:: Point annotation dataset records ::
--- Begin ---

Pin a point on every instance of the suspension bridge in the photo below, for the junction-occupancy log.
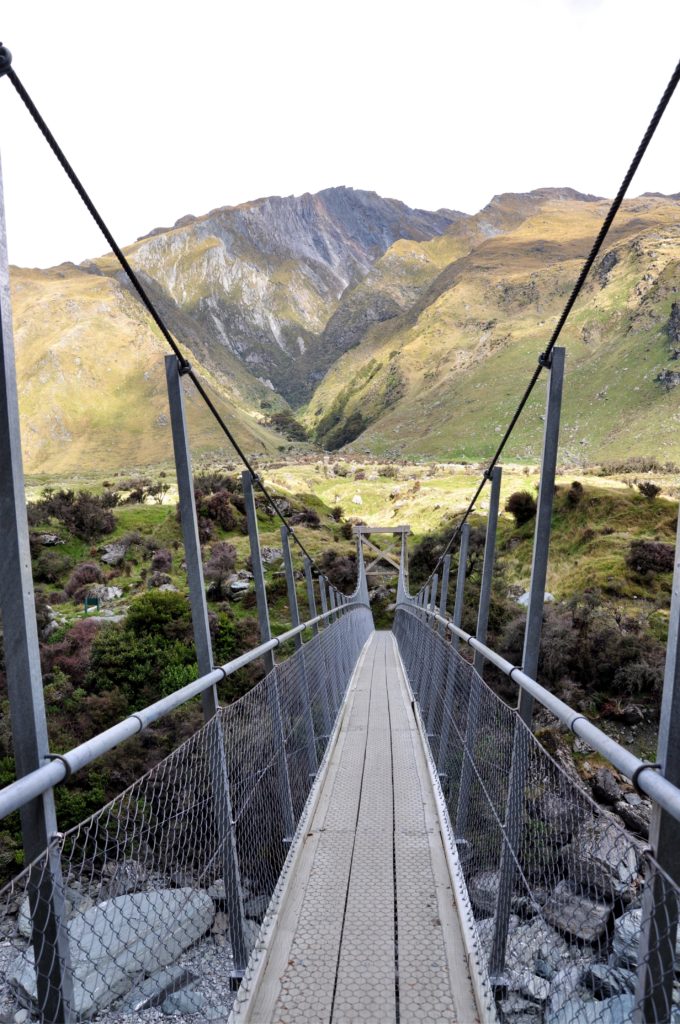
(369, 834)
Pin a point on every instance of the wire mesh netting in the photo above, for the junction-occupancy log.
(558, 888)
(152, 902)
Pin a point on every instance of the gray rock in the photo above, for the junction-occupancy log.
(117, 942)
(124, 877)
(153, 991)
(604, 786)
(577, 1011)
(114, 553)
(74, 900)
(158, 580)
(637, 818)
(482, 889)
(577, 915)
(604, 981)
(104, 593)
(556, 814)
(602, 857)
(186, 1000)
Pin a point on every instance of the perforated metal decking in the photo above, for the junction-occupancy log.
(367, 928)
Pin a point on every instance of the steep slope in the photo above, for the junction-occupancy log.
(91, 379)
(260, 281)
(442, 378)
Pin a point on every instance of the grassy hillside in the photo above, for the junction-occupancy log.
(91, 380)
(463, 351)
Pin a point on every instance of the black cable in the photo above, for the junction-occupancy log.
(184, 365)
(544, 358)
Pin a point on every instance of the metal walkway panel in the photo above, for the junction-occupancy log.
(367, 928)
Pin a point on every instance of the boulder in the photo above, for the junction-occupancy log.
(155, 990)
(637, 817)
(116, 943)
(604, 981)
(579, 1011)
(604, 786)
(114, 553)
(577, 915)
(602, 858)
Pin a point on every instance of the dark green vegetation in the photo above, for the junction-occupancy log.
(603, 636)
(137, 646)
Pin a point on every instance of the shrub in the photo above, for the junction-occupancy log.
(220, 563)
(51, 564)
(81, 579)
(162, 560)
(650, 556)
(575, 494)
(340, 569)
(521, 505)
(306, 517)
(219, 509)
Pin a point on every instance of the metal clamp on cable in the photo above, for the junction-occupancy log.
(5, 59)
(58, 757)
(636, 774)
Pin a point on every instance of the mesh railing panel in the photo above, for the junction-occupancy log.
(146, 882)
(557, 886)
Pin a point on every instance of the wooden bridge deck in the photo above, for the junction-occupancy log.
(367, 929)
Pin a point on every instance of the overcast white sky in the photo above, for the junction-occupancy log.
(166, 109)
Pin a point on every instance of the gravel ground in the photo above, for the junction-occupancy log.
(208, 998)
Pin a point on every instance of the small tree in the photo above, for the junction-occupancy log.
(521, 505)
(649, 489)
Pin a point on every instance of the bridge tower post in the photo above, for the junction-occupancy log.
(27, 706)
(299, 646)
(656, 955)
(515, 801)
(460, 582)
(455, 640)
(443, 597)
(202, 639)
(311, 601)
(269, 666)
(471, 723)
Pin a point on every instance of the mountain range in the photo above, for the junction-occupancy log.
(386, 330)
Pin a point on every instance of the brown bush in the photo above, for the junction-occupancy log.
(650, 556)
(521, 505)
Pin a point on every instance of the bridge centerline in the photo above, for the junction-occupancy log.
(367, 920)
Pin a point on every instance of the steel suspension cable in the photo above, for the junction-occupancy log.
(544, 357)
(184, 365)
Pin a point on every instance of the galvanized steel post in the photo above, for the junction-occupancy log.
(515, 802)
(656, 955)
(443, 597)
(487, 570)
(460, 582)
(265, 634)
(295, 622)
(472, 714)
(27, 707)
(201, 627)
(311, 601)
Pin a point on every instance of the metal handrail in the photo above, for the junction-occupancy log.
(645, 776)
(37, 782)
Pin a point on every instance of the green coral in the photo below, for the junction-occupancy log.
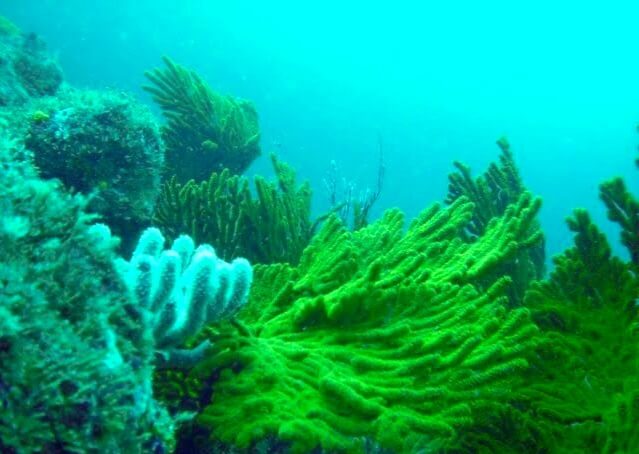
(272, 226)
(205, 130)
(587, 387)
(492, 192)
(377, 334)
(101, 143)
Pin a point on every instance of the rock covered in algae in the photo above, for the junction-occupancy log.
(26, 68)
(75, 369)
(102, 143)
(205, 131)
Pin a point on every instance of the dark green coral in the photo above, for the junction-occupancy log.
(492, 192)
(205, 131)
(271, 226)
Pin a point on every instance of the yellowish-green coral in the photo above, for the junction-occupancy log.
(378, 334)
(272, 226)
(585, 387)
(492, 192)
(205, 131)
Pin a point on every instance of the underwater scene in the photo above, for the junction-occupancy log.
(336, 227)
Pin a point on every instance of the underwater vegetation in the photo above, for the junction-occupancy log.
(205, 131)
(26, 69)
(439, 334)
(103, 143)
(272, 226)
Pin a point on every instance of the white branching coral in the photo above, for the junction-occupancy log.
(180, 290)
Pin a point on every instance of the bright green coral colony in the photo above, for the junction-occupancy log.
(377, 334)
(442, 336)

--- End ---

:: Objective ::
Copy out the data above exactly, except the pictures.

:: The solution ::
Pin a point on every instance of the suspension bridge in the photo below, for the junction-occupancy log.
(369, 834)
Pin a point on every instance of the wire mesh netting in the photo above, for the junction-occupancy log.
(558, 888)
(152, 902)
Pin a point on every instance of the gray rock in the photo above, for the junction-occupancy log.
(117, 942)
(124, 877)
(153, 991)
(604, 786)
(577, 1011)
(114, 553)
(74, 900)
(158, 580)
(637, 818)
(482, 889)
(577, 915)
(604, 981)
(104, 593)
(556, 814)
(602, 857)
(186, 1000)
Pin a point on every instance of the perforated metal decking in the photo above, for the junction-occupancy log.
(367, 928)
Pin a point on every instance of the steep slope in the photo above, for the junction-occupancy log.
(91, 379)
(260, 281)
(442, 378)
Pin a point on every instance of the grassy hillside in the photo above, for the junction-occupancy log.
(91, 380)
(463, 351)
Pin a point on every instance of the black cable in the photo above, for the junction-occupancy log.
(184, 365)
(544, 358)
Pin a point on every instance of the metal walkway panel in the photo above, for the junction-occupancy log.
(367, 928)
Pin a point on every instance of the boulder in the photo above, for the junction-occupancy log.
(155, 990)
(637, 817)
(116, 943)
(604, 981)
(579, 1011)
(604, 786)
(114, 553)
(577, 915)
(602, 858)
Pin a point on every instance of the dark green vegetation in the photo above, for the junction-occupancy log.
(603, 636)
(137, 646)
Pin a point on every instance of the shrub in the photo above, for the junction-occupancy log.
(220, 563)
(51, 564)
(81, 579)
(162, 560)
(650, 556)
(575, 494)
(340, 569)
(521, 505)
(306, 517)
(219, 509)
Pin a point on every instance of the metal clamp on cable in the photo above, for the junction-occupancy log.
(5, 59)
(58, 757)
(636, 774)
Pin a point on every instance of the mesh railing panel in the photo above, for the junction-occupancy log.
(146, 882)
(557, 886)
Pin a point on every instance of the wooden bridge deck in the photo above, for the junction-occupancy log.
(367, 929)
Pin a point on every instance of the overcast white sky in the photo above, for the junction-occupancy log.
(166, 109)
Pin a point on every instance of the gravel ground in the photo above, for the junction-occupancy log.
(208, 998)
Pin a point on every instance of the small tree in the photo above, for the junction-occupancy log.
(521, 505)
(649, 489)
Pin a point on every instance of the bridge tower post in the photo above, for the junction-occupancy log.
(27, 706)
(299, 646)
(656, 955)
(515, 801)
(460, 582)
(455, 640)
(443, 597)
(202, 639)
(311, 601)
(269, 666)
(471, 723)
Pin a point on every instance of the mountain range in the photo above, for the junction-occupancy log.
(386, 330)
Pin a point on every instance of the brown bush in the photo above, for the junction-occupancy log.
(650, 556)
(521, 505)
Pin a point on every instance of the bridge centerline in the photo above, for the junction-occupancy log.
(367, 920)
Pin a point on every instance of the steel suspension cable in the photo above, for the junction-occupancy log.
(544, 357)
(184, 365)
Pin a point on every instance of the galvanized steel post in the photo above, for the junction-occupancy log.
(515, 802)
(656, 955)
(443, 597)
(487, 570)
(460, 582)
(265, 634)
(295, 622)
(472, 714)
(27, 707)
(201, 627)
(311, 601)
Pin a point on every instance of the metal handrail in the photo above, for the junction-occupancy log.
(645, 776)
(37, 782)
Pin a point on every instance of the green coral in the photo below, for the junction-occupancy log.
(272, 226)
(205, 130)
(587, 387)
(492, 192)
(377, 334)
(101, 143)
Pin a point on every instance of the rock covered in algae in the photo above, for the junction-occupancy log.
(26, 68)
(75, 369)
(102, 143)
(205, 131)
Pin a point on every instance of the dark green coral in the photo above, for the junction-occupancy log.
(492, 192)
(205, 131)
(271, 226)
Pin a point on every instance of the yellowish-green coral in the photo above, for the junction-occupancy log.
(378, 334)
(272, 226)
(585, 387)
(492, 192)
(205, 131)
Pin a point on every instance of the underwater scene in the photo above, for the junction-occupancy log.
(336, 227)
Pin a point on every instance of the underwater vegetation in the photo above, for the junction-occupancy log.
(205, 131)
(26, 69)
(439, 334)
(103, 143)
(272, 226)
Pin a point on every instance of the white branching coral in the photo above, for the junction-occupancy log.
(180, 290)
Pin a point on every instance of the bright green coral colony in the photo above, for the junction-occupancy log.
(377, 334)
(442, 336)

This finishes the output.